§ AIM OF THE TASK: Repeat only what appears from the line containing "Task: annotate a point on every instance of the tree" through the last line of the listing below, exactly as written.
┌──
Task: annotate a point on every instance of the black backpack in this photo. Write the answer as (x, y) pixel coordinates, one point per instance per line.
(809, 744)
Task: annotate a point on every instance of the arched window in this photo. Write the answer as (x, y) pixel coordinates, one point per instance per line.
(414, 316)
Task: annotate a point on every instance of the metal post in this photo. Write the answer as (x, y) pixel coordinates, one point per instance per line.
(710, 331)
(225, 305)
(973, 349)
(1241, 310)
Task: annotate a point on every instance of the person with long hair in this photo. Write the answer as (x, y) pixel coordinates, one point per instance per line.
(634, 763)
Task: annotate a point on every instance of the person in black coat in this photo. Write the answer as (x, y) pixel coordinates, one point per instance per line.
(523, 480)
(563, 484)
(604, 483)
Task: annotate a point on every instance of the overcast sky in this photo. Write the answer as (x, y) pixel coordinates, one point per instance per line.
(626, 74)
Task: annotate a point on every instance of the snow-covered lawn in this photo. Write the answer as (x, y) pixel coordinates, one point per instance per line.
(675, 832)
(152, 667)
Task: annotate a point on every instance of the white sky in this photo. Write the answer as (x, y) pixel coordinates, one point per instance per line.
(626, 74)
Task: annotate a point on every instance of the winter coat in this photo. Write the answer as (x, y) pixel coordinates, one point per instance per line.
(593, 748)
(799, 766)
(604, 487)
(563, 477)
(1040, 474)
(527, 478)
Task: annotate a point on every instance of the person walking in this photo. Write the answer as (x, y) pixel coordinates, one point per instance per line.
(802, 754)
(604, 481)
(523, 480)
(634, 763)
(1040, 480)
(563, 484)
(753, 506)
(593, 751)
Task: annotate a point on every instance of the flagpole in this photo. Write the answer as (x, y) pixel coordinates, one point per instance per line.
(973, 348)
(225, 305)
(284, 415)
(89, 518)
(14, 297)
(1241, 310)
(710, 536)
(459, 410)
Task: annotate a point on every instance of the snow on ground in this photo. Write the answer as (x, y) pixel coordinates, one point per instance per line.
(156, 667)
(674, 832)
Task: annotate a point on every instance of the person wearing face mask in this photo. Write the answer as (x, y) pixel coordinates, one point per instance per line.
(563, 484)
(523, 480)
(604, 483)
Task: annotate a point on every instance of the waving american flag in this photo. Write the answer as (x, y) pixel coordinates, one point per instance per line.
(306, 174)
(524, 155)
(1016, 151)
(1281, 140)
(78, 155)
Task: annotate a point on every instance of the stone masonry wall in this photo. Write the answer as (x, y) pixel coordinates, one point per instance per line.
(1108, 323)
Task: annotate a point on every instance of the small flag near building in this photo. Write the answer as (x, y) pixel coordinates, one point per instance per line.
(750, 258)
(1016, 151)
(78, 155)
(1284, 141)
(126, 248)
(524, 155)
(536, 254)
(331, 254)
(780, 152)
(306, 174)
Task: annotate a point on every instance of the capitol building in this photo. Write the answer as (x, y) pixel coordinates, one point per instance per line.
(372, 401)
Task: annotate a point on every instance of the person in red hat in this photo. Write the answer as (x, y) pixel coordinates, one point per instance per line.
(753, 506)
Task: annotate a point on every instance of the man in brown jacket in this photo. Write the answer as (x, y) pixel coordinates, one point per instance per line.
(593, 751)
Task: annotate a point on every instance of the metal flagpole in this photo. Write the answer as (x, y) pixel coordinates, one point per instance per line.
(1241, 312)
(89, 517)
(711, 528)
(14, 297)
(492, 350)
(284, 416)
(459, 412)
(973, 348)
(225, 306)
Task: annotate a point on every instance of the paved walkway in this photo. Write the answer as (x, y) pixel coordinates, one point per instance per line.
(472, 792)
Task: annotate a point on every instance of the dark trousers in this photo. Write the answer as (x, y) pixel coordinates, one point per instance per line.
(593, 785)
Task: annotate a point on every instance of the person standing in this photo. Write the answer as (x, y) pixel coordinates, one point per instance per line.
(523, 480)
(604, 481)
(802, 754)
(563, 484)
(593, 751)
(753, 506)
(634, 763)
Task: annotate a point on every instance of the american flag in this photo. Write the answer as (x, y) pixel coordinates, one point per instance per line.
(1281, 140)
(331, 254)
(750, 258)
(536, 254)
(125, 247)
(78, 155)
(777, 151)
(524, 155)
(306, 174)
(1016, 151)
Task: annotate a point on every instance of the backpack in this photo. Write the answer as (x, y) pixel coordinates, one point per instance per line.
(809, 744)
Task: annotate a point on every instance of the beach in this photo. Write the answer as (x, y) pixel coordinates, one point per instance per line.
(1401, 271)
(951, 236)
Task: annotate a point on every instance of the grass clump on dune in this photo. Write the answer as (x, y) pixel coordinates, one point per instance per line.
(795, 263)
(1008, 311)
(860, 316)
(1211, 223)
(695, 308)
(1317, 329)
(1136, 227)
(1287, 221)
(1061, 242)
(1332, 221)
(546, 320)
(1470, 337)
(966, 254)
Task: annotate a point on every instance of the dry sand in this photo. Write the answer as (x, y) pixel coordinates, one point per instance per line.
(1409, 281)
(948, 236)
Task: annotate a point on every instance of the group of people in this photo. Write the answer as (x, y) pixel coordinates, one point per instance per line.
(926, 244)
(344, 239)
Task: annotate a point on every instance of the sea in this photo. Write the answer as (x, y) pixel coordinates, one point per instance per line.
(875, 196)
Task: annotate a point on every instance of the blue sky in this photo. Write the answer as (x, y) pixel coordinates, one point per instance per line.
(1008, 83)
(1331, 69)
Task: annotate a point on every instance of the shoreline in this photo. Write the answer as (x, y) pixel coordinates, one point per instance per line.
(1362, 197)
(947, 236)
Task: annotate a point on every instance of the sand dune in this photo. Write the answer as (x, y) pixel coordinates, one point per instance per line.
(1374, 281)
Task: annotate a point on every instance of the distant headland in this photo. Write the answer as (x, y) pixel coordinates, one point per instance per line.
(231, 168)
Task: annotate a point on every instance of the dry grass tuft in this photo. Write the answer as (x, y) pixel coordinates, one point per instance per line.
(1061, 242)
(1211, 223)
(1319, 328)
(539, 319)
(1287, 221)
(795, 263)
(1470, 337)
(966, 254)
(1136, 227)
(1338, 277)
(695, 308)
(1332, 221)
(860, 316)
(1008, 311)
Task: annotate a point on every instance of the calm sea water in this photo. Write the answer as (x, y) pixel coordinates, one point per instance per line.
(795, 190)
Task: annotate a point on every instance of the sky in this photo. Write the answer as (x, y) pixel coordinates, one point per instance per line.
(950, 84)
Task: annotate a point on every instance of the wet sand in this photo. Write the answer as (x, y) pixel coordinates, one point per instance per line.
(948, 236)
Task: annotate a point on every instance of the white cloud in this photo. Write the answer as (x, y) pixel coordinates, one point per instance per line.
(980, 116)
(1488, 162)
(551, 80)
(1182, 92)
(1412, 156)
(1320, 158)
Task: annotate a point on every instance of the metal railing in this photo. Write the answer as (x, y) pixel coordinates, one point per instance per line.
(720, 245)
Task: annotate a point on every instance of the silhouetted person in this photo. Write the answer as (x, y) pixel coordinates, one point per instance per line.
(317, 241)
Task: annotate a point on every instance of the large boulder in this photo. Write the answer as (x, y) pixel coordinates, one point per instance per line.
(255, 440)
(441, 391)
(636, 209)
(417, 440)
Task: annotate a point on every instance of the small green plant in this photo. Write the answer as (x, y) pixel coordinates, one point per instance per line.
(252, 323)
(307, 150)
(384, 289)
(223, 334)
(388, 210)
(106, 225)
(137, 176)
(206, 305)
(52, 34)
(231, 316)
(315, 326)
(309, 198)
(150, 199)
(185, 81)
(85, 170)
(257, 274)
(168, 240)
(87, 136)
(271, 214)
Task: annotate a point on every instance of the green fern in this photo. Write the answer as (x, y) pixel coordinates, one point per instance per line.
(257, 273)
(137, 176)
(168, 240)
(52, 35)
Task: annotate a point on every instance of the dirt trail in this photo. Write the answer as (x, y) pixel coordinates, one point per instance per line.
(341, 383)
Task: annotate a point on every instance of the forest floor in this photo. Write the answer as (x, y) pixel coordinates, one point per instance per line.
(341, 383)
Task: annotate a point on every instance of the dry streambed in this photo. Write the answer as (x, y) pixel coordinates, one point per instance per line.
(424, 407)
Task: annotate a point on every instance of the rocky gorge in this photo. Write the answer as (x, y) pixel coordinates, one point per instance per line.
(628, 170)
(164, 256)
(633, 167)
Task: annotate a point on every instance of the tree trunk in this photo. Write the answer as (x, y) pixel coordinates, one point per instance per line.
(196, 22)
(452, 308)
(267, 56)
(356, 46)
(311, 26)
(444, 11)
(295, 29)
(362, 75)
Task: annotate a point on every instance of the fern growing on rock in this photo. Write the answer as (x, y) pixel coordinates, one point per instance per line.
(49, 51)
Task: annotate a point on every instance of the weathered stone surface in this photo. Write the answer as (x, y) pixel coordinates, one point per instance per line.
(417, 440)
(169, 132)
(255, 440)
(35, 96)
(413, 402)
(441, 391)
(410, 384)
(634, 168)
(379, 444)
└──
§ RESPONSE:
Task: annotate a point on every instance of the tree trunk in this photo. Write the answer as (x, y) pixel coordinates, one point per instance per line.
(196, 22)
(452, 308)
(267, 56)
(356, 46)
(311, 26)
(444, 11)
(295, 29)
(362, 75)
Task: annotate a point on every instance of the fern growing on rock in this photo. Write the answer as (x, y) pixel coordinates, one point per instance per line.
(49, 51)
Task: annotate a point on every instance of the weathered stone surface in this photo. Write the answer as (x, y) pixel coordinates, one point per instance per line.
(417, 440)
(169, 132)
(255, 440)
(35, 96)
(413, 402)
(441, 391)
(410, 384)
(634, 168)
(379, 444)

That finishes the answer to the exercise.